# [Stored rows]
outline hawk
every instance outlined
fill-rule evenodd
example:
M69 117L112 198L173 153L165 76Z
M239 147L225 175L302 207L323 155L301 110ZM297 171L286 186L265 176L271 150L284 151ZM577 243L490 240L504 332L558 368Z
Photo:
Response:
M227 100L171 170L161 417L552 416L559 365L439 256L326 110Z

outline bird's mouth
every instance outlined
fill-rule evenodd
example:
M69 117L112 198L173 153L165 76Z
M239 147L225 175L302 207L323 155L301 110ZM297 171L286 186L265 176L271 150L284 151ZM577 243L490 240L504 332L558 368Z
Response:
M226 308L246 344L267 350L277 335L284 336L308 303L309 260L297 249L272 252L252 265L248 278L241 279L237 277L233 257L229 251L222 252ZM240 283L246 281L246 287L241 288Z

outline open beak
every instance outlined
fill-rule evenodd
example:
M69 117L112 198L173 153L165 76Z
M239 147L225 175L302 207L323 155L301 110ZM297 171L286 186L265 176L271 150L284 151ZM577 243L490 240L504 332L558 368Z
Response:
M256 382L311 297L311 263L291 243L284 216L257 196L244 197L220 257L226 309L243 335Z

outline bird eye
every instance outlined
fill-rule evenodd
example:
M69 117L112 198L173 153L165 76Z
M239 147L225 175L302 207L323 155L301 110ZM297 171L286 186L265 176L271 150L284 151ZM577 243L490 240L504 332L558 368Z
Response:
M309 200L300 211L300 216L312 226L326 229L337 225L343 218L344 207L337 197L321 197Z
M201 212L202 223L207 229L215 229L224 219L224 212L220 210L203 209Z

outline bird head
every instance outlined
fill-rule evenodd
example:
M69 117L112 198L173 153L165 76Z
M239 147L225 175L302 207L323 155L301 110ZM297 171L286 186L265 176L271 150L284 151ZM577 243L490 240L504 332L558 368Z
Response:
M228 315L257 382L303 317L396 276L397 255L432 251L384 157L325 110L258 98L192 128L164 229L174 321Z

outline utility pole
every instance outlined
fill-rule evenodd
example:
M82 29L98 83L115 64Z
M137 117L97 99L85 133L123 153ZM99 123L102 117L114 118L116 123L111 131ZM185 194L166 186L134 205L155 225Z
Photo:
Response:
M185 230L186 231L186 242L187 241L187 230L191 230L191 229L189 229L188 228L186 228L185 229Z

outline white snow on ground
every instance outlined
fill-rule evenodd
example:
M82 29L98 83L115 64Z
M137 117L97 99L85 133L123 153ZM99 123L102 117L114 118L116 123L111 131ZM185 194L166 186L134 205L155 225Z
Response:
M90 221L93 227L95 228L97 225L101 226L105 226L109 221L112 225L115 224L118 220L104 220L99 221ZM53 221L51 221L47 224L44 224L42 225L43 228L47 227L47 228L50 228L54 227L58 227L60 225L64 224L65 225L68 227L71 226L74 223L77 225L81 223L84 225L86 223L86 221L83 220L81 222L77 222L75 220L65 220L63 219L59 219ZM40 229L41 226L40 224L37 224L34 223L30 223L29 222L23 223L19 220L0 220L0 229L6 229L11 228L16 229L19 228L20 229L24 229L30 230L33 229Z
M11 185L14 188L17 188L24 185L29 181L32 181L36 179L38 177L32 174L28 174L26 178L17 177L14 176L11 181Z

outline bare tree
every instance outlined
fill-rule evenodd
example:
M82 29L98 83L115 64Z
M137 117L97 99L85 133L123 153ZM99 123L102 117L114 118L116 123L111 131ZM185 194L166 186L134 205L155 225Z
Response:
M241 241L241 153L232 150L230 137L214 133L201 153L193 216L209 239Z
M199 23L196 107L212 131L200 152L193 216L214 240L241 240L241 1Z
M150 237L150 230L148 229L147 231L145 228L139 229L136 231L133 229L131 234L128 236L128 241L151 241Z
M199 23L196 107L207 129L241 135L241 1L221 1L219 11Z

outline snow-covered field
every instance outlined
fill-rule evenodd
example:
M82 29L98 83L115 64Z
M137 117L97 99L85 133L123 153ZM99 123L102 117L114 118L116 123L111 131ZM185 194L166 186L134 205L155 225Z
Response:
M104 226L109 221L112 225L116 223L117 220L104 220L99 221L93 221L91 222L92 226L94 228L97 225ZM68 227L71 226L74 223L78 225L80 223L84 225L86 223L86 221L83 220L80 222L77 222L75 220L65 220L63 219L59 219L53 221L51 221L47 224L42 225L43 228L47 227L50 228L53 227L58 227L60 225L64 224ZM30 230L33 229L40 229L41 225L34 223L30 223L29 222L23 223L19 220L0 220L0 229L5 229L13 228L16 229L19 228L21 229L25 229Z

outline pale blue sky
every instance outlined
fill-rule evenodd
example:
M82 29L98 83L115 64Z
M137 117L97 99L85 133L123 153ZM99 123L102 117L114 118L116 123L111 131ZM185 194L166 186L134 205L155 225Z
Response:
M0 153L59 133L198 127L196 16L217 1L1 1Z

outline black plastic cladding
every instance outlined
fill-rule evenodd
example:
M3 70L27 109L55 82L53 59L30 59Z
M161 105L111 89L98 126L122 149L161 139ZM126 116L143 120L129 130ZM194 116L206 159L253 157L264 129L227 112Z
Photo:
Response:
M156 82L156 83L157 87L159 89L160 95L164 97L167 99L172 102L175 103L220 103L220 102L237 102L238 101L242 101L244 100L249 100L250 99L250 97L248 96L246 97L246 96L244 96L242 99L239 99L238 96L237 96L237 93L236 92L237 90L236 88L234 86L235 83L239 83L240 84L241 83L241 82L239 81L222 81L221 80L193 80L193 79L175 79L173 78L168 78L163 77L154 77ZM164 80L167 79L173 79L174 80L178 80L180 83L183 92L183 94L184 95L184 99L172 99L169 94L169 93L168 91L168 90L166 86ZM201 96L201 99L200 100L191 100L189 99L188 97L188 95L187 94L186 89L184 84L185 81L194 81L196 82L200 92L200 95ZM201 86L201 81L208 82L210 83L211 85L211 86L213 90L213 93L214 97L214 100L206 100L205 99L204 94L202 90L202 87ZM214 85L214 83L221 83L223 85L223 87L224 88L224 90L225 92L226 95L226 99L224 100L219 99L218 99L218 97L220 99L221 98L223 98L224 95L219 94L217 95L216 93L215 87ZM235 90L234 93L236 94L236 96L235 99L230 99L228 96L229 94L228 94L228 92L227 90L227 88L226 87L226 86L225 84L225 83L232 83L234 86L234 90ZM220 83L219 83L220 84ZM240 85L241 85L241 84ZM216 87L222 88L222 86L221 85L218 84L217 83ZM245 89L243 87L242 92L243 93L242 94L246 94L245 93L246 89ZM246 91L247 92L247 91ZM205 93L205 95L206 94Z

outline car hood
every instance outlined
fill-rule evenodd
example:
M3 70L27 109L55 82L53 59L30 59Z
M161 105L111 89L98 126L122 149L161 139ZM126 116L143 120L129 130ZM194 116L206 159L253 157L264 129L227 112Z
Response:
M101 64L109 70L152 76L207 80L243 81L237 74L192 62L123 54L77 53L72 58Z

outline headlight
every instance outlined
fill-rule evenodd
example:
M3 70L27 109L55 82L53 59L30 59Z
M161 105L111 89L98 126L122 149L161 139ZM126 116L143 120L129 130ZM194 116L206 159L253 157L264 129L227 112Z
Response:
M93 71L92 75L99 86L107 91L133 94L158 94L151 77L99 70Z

# [Task statement]
Update the listing from its start up to and including the line with "M228 315L257 382L303", replacing "every instance outlined" with "all instances outlined" and leaving everything else unchanged.

# [Solution for this problem]
outline hawk
all instances outlined
fill-rule evenodd
example:
M69 117L112 198L173 153L165 76Z
M239 147L225 175L302 207L323 155L301 110ZM297 171L286 186L265 176L271 150L284 151ZM577 243L490 240L504 332L558 368Z
Photo:
Response:
M227 100L171 170L161 417L552 416L559 365L439 256L326 110Z

outline bird's mouth
all instances outlined
fill-rule evenodd
example:
M69 117L112 198L173 153L165 76Z
M239 147L225 175L302 207L323 155L301 110ZM297 171L286 186L265 176L271 150L284 151ZM577 243L490 240L504 332L558 368Z
Response:
M226 308L246 344L267 350L277 335L284 336L308 303L309 260L297 249L272 252L252 265L248 278L241 279L237 277L233 257L229 251L222 252ZM240 283L246 281L246 287L241 288Z

outline open beak
all instances outlined
fill-rule evenodd
example:
M69 117L112 198L173 153L165 76Z
M239 147L225 175L302 207L323 155L301 110ZM297 171L286 186L265 176L271 150L284 151ZM577 243L490 240L504 332L558 368Z
Response:
M256 382L311 297L311 263L291 243L284 216L257 196L244 197L220 257L226 309L243 335Z

outline bird eye
all instances outlined
fill-rule evenodd
example:
M69 117L112 198L173 153L165 76Z
M239 147L225 175L302 207L323 155L301 110ZM297 171L286 186L265 176L271 150L284 151ZM577 243L490 240L504 332L558 368Z
Response:
M309 200L300 211L300 216L312 226L326 229L337 225L343 218L344 207L337 197L321 197Z
M201 212L202 223L207 229L215 229L224 219L224 212L220 210L203 209Z

outline bird head
all instances outlined
fill-rule evenodd
example:
M69 117L112 198L173 153L165 76Z
M239 147L225 175L302 207L323 155L301 110ZM297 171L286 186L265 176L271 150L284 151ZM577 243L490 240L504 332L558 368Z
Response:
M228 315L257 382L303 317L396 276L397 255L432 251L384 157L325 110L258 98L192 128L164 229L174 321Z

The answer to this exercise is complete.